Va detto che quanto proposto avrebbe meritato, forse, ad avviso di chi scrive, maggiore considerazione per gli indubitabili effetti positivi che avrebbe potuto avere per il mondo dello sport. Proprio per questo ne vogliamo esporre i contenuti.

Sostanzialmente tre sono le novità che erano contenute nella proposta di modifica. La prima riconosceva alle imprese la detraibilità, ai fini dell’Iva, e la deducibilità, ai fini delle imposte sul reddito, delle spese relative all’acquisto, alla costruzione, all’allestimento, al funzionamento e alla manutenzione ordinaria e straordinaria di attrezzi, strutture e impianti sportivi aziendali destinati esclusivamente ai dipendenti delle imprese, o assimilati, e ai loro familiari. La norma, se fosse stata approvata, avrebbe dato nuova vita ai CRAL aziendali, realtà che nella seconda metà del ‘900 hanno dato risposte importanti alla domanda di sport dei lavoratori e che oggi, complici anche difficoltà di carattere fiscale, vive in un limbo non meglio definito.

::::::::

Elenco dei compiti:
1) Riscrivi in forma di elenco il paragrafo del brano che comincia con "Sostanzialmente tre sono le novità", mantenendo i fatti principali.
2) Indica se ciascuna affermazione concorda con il brano, rispondendo sì o no e citando le parole del brano che lo stabiliscono: (a) la proposta di modifica conteneva tre novità; (b) gli impianti sportivi aziendali previsti erano aperti a chiunque; (c) i CRAL aziendali hanno risposto alla domanda di sport dei lavoratori nella seconda metà del Novecento.
3) Prosegui il brano sulla proposta di modifica per lo sport aziendale, partendo dopo la sua ultima frase.

::::::::

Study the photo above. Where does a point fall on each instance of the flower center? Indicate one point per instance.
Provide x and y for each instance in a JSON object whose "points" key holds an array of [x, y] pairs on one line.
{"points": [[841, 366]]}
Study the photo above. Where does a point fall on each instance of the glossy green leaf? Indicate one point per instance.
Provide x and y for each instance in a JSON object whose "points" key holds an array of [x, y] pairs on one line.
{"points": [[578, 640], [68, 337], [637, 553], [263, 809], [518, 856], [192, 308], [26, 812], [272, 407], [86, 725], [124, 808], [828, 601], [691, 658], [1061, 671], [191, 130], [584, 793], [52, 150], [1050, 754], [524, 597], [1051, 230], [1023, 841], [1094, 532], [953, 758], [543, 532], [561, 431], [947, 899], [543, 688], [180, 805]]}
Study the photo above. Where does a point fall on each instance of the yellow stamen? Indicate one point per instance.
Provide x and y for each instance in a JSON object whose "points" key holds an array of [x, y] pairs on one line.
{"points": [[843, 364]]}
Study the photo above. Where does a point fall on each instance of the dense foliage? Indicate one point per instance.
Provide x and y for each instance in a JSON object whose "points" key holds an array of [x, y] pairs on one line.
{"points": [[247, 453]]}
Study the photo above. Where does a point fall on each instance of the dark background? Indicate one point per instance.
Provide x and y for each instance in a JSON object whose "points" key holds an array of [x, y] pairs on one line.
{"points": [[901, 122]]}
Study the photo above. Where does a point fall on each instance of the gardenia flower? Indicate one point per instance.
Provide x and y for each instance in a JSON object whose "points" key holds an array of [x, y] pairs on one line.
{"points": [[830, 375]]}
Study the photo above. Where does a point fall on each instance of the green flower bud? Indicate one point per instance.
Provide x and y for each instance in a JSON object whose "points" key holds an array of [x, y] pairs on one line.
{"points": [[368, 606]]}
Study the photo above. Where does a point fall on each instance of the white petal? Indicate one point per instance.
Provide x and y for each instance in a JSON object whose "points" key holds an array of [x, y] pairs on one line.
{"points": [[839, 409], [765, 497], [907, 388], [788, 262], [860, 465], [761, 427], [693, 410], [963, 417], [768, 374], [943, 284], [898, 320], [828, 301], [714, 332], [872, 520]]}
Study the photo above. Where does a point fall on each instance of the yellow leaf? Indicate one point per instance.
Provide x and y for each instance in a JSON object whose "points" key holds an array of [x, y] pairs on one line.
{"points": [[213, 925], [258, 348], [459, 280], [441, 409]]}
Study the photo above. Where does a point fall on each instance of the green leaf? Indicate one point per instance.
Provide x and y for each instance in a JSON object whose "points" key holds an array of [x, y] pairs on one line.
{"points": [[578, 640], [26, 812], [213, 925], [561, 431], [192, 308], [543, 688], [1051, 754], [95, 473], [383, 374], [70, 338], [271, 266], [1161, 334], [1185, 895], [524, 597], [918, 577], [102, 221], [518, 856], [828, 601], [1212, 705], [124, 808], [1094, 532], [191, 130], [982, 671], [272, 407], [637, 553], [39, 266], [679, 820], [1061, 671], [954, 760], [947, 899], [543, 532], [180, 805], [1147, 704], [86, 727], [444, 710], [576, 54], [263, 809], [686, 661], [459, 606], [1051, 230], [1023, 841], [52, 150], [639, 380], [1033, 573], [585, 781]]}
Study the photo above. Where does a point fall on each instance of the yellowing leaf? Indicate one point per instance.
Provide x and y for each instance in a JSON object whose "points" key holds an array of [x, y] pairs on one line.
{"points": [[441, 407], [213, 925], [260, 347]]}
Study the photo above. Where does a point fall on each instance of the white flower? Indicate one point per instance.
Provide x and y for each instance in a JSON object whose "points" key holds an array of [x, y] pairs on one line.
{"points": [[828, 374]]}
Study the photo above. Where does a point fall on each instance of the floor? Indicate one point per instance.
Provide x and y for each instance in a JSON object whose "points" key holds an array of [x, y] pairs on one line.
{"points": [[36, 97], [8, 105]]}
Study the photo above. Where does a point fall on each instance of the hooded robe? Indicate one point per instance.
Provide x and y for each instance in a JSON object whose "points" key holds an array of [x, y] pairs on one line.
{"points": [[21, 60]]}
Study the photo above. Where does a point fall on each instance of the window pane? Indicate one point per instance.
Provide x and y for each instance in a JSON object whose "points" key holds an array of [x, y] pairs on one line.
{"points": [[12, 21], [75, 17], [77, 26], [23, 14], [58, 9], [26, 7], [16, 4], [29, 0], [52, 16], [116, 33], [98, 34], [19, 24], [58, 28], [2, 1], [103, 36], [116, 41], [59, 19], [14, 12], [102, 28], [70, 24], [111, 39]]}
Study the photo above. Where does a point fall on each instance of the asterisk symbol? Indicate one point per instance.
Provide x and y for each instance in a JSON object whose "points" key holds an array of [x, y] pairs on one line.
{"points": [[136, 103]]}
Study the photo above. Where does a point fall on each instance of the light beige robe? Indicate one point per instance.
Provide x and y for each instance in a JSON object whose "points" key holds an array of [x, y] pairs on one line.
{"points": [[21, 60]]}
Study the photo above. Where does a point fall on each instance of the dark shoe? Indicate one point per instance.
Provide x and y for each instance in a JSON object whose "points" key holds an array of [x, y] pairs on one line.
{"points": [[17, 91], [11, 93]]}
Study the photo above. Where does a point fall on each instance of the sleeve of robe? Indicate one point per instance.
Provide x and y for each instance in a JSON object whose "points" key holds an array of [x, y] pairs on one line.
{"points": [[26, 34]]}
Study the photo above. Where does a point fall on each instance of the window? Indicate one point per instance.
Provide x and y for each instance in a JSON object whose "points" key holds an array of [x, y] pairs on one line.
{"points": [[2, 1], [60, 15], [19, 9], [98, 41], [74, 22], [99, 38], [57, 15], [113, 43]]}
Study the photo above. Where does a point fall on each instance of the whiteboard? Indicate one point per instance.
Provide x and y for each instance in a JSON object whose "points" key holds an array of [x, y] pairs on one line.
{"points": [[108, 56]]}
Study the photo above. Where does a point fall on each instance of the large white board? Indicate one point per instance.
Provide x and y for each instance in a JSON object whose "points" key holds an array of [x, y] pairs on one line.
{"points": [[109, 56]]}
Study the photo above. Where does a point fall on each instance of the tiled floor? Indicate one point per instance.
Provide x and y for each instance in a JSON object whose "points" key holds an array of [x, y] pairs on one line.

::::::::

Risultati per compito:
1)
- La proposta di modifica conteneva tre novità.
- La prima riconosceva alle imprese la detraibilità ai fini dell'Iva e la deducibilità ai fini delle imposte sul reddito di alcune spese.
- Le spese riguardavano l'acquisto, la costruzione, l'allestimento, il funzionamento e la manutenzione ordinaria e straordinaria di attrezzi, strutture e impianti sportivi aziendali.
- Questi impianti dovevano essere destinati esclusivamente ai dipendenti delle imprese, o assimilati, e ai loro familiari.
- Se approvata, la norma avrebbe dato nuova vita ai CRAL aziendali.
- Nella seconda metà del '900 i CRAL hanno risposto alla domanda di sport dei lavoratori.
- Oggi i CRAL vivono in un limbo, anche a causa di difficoltà fiscali.

2)
(a) Sì: "Sostanzialmente tre sono le novità che erano contenute nella proposta di modifica."
(b) No: "destinati esclusivamente ai dipendenti delle imprese, o assimilati, e ai loro familiari"
(c) Sì: "nella seconda metà del ‘900 hanno dato risposte importanti alla domanda di sport dei lavoratori"

3)
La seconda incrementava l’importo su cui calcolare la detrazione per l’iscrizione ai corsi sportivi dagli attuali 210 euro a 600 e ne estendeva l’applicazione a tutti e non più solo ai minorenni. È pacifico che il costo per la partecipazione alle attività sportive organizzate costituisce motivo di distacco dalla pratica sportiva per molti. L’incrementato del plafond fiscale e l’allargamento della platea degli aventi diritto sicuramente avrebbe facilitato l’accesso ai corsi sportivi e aumentato la “trasparenza” dei rendiconti delle associazioni e società sportive organizzatrici.

Ma, senza tema di smentita, l’innovazione più importante sarebbe stata la terza. Ossia l’assoggettamento ad aliquota agevolata ai fini Iva del cinque per cento per: “l’iscrizione annuale e abbonamento ad associazioni sportive, palestre, piscine, ed altre strutture ed impianti sportivi destinati alla pratica sportiva dilettantistica rispondenti alle caratteristiche individuate con decreto del Presidente del Consiglio dei Ministri o Ministro delegato di concerto con il Ministro dell’economia e delle finanze”.

Sento già l’obiezione: ma se i nostri sodalizi sportivi oggi, per la maggior parte, svolgendo attività solo in favore di soci o tesserati operano fuori campo Iva, ai sensi di quanto previsto dall’articolo 4, comma 4, del D.P.R. 633/1972, perché mai questa sarebbe stata una modifica da salutare con favore?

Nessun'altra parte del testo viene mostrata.